* Textauszug *
★ ★ ★

Na, Ihr Besten?!💝
Während mein Geschirrspüler fröhlich vor sich hinrumpelt, poltert schon wieder dieser Muttertag herein. War das nicht erst gestern? Eine Woche lang habe ich dem Kind eingetrichert: Bitte keine Schokolade, bitte keine Blumen. Ich brauche tatsächlich nichts. Keine Grußkarten oder andere Erinnerungen daran, dass ich mich erfolgreich fortgepflanzt habe.
In meiner Kindheit war Muttertag ohnehin verpönt, weil es in meiner Familie mit Nazi-Ideologie assoziiert war. Muttertag war die Gateway-Drug zu einem Frauenbild, das grundsätzlich abgelehnt wurde.
Mir trödelt heute durch den Kopf, was über 3 Jahrzehnte Mutter-Sein mit mir gemacht haben. Deswegen hier mal völlig unsortiert:
🌺 Niemand isst für sich allein. Das bedeutet: entweder rechne ich damit, dass mir jemand Dinge von meinem Teller stibitzt oder ich bei anderen Tellern mitesse. Reste zum Beispiel. Mahlzeiten werden geteilt.
🌺 Ununterbrochener Schlaf ist ein erwähnenswertes Highlight.
🌺 Das Gefühl „Nach Hause zu müssen“, weil ein Kind da sein könnte, dass Beaufsichtigung oder Unterhaltung benötigt, lässt sich nur schwer abstellen. (Wenn mir das Abstellen mal gelingt, und ich mein Kommen und Gehen nicht vermelde, gibt es hier übrigens ein riesiges Theater. Kein Gag.)
🌺 Der Gedanke „Daraus könnten wir vielleicht noch was basteln!“ verhindert das Wegwerfen von unnötigem Blödsinn und ist nur schwer wieder loszuwerden.
🌺 Beim Sprechen gibt es einen beständigen Filter im Kopf. Von: Überraschungen nicht verderben bis hin zu: Ist das altersgemäß formuliert? Ist das TMI? Welchen pädagogischen Effekt könnte es im schlimmsten Fall haben?
🌺 Extrem gut Zwischentöne hören zu lernen und weggelassene Information beim Kind zu erkennen, ist die andere Seite dieser Medaille.

★ ★ ★

* Aufgaben *
1. Welche Geschenke lehnt der Text zum Muttertag ausdrücklich ab? Nenne alle.
2. Ändere im Text zum Muttertag den Abschnitt, der mit „Na, Ihr Besten?!💝“ beginnt und bis „Mahlzeiten werden geteilt.“ reicht, indem du „Geschirrspüler“ durch „Trockner“ ersetzt.
3. Knüpfe an den Text über drei Jahrzehnte Muttersein an und setze ihn fort.

★ ★ ★

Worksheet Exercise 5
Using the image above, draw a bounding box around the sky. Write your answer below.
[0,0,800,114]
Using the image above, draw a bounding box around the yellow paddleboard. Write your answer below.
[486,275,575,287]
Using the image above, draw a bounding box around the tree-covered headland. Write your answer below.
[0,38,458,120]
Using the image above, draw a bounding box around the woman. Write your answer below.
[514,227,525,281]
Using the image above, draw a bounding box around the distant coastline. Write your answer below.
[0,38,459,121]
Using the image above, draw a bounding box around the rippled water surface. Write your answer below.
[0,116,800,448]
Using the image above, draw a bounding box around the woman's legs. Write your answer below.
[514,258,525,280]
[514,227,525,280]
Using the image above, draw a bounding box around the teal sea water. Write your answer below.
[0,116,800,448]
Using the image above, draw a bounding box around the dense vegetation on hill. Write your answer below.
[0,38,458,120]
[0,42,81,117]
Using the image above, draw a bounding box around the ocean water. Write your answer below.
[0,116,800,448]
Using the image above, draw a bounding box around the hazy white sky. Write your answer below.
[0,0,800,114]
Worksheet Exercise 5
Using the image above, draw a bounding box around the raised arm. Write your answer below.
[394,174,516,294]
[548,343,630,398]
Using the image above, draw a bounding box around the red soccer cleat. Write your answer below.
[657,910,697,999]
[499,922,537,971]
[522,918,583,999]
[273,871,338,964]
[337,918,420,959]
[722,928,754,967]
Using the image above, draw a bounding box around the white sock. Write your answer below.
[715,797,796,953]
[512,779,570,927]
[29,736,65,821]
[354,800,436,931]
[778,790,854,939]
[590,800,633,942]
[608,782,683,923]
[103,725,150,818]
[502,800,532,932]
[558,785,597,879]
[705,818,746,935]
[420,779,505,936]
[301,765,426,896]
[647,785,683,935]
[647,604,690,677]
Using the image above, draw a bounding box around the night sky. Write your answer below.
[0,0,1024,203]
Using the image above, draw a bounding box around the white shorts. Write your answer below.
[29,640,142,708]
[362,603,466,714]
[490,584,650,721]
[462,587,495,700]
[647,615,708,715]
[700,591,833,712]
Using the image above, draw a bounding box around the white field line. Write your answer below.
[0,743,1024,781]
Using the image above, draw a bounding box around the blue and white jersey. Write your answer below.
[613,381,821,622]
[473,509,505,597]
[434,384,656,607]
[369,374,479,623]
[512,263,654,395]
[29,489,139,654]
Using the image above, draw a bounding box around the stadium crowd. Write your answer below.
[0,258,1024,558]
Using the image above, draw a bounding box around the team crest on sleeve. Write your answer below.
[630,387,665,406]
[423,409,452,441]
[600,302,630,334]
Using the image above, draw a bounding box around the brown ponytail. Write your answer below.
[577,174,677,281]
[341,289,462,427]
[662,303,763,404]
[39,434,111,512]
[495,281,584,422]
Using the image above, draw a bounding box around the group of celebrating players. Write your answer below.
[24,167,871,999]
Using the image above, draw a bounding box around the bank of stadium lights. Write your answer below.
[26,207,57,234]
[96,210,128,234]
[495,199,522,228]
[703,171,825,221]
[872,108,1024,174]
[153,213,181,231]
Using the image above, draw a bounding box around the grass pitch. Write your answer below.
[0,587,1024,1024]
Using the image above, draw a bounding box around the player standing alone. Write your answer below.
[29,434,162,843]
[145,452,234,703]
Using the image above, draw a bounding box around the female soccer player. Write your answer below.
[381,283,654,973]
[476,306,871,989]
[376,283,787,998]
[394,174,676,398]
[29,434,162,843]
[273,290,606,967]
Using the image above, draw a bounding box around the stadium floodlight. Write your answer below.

★ ★ ★

* Ergebnisse in Reihenfolge *
1. Schokolade, Blumen, Grußkarten

2.
Na, Ihr Besten?!💝
Während mein Trockner fröhlich vor sich hinrumpelt, poltert schon wieder dieser Muttertag herein. War das nicht erst gestern? Eine Woche lang habe ich dem Kind eingetrichert: Bitte keine Schokolade, bitte keine Blumen. Ich brauche tatsächlich nichts. Keine Grußkarten oder andere Erinnerungen daran, dass ich mich erfolgreich fortgepflanzt habe.
In meiner Kindheit war Muttertag ohnehin verpönt, weil es in meiner Familie mit Nazi-Ideologie assoziiert war. Muttertag war die Gateway-Drug zu einem Frauenbild, das grundsätzlich abgelehnt wurde.
Mir trödelt heute durch den Kopf, was über 3 Jahrzehnte Mutter-Sein mit mir gemacht haben. Deswegen hier mal völlig unsortiert:
🌺 Niemand isst für sich allein. Das bedeutet: entweder rechne ich damit, dass mir jemand Dinge von meinem Teller stibitzt oder ich bei anderen Tellern mitesse. Reste zum Beispiel. Mahlzeiten werden geteilt.

3.
🌺 Das überraschende Gefühl animalischer Verteidigungsinstinkte, wenn dem Kind Gefahr droht, ebenso wie das Bewusstsein, dass das eigene Überleben irrelevant wird, wenn es darum geht, den Nachwuchs zu schützen.
🌺 Daran gekoppelt: eine ohnmächtige Wut, wenn der Nachwuchs seine Leben in Gefahr bringt. Es beginnt mit leisem Genörgel, wenn wetterunpassende Kleidung gewählt wird, bis zu löwenähnlichem Kampfschrei, wenn sich beim Überqueren der Straße Laxheit einschleicht.
🌺 Dann diese sonderbare Erfahrung, dass es mehr Spaß macht, etwas für den Nachwuchs zu kaufen als für sich selbst.
🌺 Und immer wieder diese Faszination zu beobachten: Was für eine bunte Blume in Gottes großem Garten wurde einem da anvertraut? Sah es anfangs noch aus wie ein kleiner Kaktus oder ein kleines Apfelbäumchen, zeigt sich mit den Jahren, was da tatsächlich für ein Wesen die Natur einem ins Nest gesetzt hat. Diese Entwicklung zu beobachten, zu begleiten, das ist tatsächlich eins der großen Geschenke.
Genau hier ist allerdings auch eine Stolperfalle eingebaut. Wir erinnern uns daran, was für ein sonderbares Pflänzchen wir selbst waren, was wir gebraucht hätten, was wir tatsächlich bekommen haben. Wenn wir danach unser Mutter-Sein ausrichten, klappt es nur bedingt, weil der eigene Nachwuchs wahrscheinlich ganz anders gestrickt ist, als wir selbst.
Hier kommt das unausweichliche Scheitern, was im blödsten Fall Schäden hinterlässt. Die Erfahrung, dass einem ein Job übergeholfen wird, für den es keine Ausbildung gibt, weil es diesen Job eben nur einmal im Universum geben wird, nämlich dieses eine Kind großzuziehen. Ein bisschen so, wie ohne Ausbildung oder – im ungünstigsten Falle – ohne jede Eignung in ein Düsenjet-Cockpit gesetzt zu werden.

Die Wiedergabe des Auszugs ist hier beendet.